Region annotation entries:
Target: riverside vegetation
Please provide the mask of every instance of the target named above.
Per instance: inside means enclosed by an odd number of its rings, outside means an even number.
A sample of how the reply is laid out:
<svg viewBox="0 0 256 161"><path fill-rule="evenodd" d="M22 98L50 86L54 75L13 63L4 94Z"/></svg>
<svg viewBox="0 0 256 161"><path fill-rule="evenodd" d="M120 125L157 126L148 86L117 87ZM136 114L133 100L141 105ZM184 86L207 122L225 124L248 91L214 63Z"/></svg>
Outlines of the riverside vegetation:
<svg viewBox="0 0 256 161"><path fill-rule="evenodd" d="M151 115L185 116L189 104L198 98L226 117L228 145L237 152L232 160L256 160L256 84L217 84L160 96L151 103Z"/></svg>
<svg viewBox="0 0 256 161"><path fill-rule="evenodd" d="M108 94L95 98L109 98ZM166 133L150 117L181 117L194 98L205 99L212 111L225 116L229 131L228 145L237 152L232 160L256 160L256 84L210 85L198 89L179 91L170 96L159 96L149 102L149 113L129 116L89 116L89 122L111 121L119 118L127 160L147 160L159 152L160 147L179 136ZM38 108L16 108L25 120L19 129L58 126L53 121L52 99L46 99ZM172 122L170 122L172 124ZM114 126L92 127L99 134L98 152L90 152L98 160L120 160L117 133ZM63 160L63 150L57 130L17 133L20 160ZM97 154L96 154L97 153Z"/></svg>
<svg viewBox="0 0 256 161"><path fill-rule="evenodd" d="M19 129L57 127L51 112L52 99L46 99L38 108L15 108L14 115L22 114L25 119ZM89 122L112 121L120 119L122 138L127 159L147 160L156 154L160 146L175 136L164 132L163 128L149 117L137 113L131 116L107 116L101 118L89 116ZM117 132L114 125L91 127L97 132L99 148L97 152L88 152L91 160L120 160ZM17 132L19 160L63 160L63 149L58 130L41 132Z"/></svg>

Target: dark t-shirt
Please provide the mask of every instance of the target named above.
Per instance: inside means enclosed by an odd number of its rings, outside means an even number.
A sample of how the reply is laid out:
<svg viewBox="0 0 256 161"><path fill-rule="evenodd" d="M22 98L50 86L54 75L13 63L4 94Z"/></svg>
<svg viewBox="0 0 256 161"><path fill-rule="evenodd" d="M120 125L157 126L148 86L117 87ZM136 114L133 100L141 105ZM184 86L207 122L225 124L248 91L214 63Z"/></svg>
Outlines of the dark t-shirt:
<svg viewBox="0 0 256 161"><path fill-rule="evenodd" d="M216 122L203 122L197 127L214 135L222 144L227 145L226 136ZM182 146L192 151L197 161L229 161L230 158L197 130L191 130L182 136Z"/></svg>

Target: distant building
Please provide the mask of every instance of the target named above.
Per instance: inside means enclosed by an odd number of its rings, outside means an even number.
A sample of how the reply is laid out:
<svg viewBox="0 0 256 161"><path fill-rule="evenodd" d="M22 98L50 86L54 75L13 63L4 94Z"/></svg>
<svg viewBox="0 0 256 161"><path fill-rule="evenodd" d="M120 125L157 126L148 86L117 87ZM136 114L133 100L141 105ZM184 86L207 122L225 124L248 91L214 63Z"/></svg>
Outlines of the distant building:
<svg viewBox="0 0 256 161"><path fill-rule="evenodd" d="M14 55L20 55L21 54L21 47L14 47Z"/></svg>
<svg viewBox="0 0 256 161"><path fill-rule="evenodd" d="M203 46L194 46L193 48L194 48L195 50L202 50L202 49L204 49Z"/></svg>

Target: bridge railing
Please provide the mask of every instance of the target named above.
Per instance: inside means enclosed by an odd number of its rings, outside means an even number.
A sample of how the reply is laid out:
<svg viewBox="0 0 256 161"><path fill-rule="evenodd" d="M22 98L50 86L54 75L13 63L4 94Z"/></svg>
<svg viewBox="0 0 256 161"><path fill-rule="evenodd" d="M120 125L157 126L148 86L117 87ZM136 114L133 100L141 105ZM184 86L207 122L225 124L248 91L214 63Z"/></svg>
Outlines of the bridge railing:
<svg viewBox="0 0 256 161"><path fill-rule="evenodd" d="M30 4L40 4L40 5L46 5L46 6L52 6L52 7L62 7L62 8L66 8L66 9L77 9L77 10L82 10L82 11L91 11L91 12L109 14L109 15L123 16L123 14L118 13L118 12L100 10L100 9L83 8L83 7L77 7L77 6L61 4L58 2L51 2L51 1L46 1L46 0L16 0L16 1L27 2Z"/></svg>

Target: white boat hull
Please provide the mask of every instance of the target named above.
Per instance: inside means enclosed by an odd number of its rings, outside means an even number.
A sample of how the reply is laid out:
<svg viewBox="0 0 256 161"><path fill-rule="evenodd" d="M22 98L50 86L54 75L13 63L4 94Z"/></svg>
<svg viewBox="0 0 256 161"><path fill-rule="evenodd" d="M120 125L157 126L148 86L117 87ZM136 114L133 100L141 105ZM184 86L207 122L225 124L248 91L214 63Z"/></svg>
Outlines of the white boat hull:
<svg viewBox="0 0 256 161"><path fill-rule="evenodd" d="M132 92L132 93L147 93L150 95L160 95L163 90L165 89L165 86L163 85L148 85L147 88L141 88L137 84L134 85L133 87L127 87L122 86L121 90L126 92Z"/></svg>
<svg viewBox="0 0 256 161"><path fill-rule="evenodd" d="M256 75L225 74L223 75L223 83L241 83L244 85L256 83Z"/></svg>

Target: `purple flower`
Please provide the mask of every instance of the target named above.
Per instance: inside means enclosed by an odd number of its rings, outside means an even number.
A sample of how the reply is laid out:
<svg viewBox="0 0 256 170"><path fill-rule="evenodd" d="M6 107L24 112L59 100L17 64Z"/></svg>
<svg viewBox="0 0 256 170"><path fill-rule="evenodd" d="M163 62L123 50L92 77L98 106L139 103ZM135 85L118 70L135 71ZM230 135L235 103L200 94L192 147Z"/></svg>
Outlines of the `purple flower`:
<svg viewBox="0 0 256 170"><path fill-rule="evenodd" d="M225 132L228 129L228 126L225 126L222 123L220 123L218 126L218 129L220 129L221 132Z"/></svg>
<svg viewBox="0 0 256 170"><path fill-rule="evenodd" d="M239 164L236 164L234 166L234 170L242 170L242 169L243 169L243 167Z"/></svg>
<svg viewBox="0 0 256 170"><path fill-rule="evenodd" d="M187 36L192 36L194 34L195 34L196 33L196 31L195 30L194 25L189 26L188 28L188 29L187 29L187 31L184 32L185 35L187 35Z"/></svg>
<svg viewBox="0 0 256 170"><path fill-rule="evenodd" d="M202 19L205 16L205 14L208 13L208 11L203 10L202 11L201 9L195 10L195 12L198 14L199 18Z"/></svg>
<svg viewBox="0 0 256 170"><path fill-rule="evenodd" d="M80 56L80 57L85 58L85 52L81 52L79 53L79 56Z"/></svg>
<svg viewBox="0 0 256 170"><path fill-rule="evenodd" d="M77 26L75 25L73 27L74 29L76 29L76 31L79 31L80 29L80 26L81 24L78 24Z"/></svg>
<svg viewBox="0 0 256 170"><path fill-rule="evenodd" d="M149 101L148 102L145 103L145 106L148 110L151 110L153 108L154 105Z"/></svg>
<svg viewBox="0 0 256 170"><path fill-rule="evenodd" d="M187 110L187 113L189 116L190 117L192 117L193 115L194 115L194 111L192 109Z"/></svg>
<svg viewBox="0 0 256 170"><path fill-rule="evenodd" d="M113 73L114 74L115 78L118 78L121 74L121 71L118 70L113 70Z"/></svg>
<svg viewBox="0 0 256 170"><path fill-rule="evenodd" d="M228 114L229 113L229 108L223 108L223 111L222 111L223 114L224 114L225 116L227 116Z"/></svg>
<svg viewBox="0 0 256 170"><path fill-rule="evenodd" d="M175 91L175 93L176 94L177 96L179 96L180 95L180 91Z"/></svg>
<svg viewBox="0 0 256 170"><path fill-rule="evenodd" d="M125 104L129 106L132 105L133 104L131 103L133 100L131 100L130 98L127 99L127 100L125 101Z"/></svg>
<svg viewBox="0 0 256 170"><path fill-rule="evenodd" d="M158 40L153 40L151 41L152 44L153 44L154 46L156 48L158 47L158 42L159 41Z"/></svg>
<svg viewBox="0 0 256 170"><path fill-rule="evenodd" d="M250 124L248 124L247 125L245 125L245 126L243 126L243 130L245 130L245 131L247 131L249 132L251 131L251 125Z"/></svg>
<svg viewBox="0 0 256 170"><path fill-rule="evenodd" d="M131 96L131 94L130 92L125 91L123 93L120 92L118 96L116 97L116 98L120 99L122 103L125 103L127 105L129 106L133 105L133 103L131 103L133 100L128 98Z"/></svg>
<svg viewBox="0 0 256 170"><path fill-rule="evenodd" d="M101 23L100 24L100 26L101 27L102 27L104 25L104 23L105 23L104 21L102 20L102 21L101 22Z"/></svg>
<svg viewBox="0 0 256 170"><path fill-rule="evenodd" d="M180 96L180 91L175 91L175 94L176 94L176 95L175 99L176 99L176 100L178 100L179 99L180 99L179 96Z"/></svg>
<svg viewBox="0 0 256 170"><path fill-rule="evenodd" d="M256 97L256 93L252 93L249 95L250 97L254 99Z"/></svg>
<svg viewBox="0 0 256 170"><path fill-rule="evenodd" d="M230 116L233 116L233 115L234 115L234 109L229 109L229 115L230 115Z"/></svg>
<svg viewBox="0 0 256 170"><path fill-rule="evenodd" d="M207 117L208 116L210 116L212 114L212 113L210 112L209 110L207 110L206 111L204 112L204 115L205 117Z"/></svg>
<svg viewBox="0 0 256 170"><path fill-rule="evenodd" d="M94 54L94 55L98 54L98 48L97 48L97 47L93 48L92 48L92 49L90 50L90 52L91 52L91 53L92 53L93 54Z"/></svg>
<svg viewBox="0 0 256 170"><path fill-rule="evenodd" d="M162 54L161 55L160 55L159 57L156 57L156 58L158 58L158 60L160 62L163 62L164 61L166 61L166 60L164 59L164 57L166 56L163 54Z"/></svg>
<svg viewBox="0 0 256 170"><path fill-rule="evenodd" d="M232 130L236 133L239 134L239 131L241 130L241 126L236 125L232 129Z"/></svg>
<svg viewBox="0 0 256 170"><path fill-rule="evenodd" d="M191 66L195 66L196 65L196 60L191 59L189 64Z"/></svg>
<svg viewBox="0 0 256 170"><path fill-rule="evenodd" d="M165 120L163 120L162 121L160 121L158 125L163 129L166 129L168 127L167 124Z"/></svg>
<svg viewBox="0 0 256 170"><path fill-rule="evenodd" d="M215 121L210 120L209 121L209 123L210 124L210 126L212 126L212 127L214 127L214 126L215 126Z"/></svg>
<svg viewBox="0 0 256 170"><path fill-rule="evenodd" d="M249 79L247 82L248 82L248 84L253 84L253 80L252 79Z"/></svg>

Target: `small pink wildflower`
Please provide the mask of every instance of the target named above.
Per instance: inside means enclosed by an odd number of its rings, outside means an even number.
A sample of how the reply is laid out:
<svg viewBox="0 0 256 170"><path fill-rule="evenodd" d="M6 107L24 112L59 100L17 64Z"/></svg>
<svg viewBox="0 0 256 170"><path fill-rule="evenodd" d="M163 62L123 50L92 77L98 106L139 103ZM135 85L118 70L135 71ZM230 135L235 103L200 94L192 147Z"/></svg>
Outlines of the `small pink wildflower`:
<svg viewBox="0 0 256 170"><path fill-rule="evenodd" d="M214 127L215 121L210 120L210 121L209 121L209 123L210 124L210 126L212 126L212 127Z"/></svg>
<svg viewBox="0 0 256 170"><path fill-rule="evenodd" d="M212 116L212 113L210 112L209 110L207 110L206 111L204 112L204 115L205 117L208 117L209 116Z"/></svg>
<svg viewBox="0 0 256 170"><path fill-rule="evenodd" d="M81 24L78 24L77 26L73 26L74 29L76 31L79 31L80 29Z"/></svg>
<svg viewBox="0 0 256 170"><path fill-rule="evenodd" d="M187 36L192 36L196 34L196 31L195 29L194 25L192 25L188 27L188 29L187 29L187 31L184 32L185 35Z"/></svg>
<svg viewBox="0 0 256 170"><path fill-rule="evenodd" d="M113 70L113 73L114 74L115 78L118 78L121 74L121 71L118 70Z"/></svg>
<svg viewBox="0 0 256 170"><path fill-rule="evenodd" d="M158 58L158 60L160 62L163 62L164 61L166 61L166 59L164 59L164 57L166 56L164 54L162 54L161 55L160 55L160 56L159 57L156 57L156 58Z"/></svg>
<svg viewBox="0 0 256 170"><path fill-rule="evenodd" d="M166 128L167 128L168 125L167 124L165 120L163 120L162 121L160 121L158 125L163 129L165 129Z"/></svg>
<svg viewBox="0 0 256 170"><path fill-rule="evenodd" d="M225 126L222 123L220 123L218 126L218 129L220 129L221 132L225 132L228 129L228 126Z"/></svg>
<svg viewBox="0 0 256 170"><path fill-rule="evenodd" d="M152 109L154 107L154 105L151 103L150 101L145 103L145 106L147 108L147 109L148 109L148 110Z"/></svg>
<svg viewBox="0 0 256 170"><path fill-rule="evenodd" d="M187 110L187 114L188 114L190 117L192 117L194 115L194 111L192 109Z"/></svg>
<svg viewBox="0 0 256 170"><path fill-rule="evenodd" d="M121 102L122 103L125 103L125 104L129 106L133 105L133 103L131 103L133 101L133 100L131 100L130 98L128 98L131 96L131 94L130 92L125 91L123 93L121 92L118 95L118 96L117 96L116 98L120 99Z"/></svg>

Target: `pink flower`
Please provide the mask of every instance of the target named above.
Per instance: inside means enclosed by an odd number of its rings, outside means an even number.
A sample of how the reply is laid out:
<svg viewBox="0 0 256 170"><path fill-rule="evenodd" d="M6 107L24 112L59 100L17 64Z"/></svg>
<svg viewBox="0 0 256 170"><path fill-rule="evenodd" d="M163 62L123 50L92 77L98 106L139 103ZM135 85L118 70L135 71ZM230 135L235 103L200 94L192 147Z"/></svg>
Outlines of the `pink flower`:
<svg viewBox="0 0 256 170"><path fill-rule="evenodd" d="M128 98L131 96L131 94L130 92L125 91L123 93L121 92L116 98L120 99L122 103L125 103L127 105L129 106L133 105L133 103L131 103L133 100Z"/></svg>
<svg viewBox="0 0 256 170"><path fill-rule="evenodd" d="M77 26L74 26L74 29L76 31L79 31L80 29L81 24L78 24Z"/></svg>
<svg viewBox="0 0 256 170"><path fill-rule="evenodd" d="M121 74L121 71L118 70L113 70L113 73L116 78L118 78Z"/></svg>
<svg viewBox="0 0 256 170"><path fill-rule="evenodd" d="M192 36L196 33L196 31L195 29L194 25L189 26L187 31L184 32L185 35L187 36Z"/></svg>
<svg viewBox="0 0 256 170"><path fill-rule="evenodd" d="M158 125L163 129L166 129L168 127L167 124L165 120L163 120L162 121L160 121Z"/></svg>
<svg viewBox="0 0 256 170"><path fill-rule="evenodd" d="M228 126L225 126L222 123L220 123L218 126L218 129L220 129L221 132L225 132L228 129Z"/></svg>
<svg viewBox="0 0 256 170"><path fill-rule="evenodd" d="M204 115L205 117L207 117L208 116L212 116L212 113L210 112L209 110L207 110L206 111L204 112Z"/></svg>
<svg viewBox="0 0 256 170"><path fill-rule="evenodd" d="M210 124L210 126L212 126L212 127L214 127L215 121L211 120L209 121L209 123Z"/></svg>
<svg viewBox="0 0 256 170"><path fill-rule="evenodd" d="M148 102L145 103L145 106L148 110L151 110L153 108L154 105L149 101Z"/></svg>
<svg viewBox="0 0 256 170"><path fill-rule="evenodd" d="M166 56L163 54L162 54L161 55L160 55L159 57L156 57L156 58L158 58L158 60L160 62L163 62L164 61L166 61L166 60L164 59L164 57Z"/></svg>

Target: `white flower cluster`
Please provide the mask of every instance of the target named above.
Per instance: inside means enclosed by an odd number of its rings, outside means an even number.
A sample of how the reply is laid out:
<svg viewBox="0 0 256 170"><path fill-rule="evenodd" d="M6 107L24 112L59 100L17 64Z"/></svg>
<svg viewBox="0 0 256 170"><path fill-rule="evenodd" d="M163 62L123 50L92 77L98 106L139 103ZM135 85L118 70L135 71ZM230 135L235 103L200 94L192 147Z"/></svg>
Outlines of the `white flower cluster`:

Prompt:
Edit the records starting at the line that contains "Target: white boat hull" and ending at the line that contains "75L225 74L223 75L223", changing "white boat hull" to "pale boat hull" and leaving everything else in those lines unchanged.

Task response:
Target: pale boat hull
Please provide the mask of every instance of the target named above.
Per instance: inside means enclosed by an odd number of its rings, outside means an even number.
A sample of how the reply is laid out:
<svg viewBox="0 0 256 161"><path fill-rule="evenodd" d="M22 98L50 86L54 75L13 63L4 94Z"/></svg>
<svg viewBox="0 0 256 161"><path fill-rule="evenodd" d="M120 125L157 126L148 86L117 87ZM136 114L133 100L141 105ZM184 86L207 122L225 124L248 91L214 63Z"/></svg>
Outlines of the pale boat hull:
<svg viewBox="0 0 256 161"><path fill-rule="evenodd" d="M132 92L132 93L147 93L150 95L160 95L163 90L165 89L165 86L163 85L148 85L147 88L141 88L137 84L134 85L133 87L127 87L122 86L121 90L126 92Z"/></svg>
<svg viewBox="0 0 256 161"><path fill-rule="evenodd" d="M256 75L225 74L223 75L223 83L241 83L244 85L256 83Z"/></svg>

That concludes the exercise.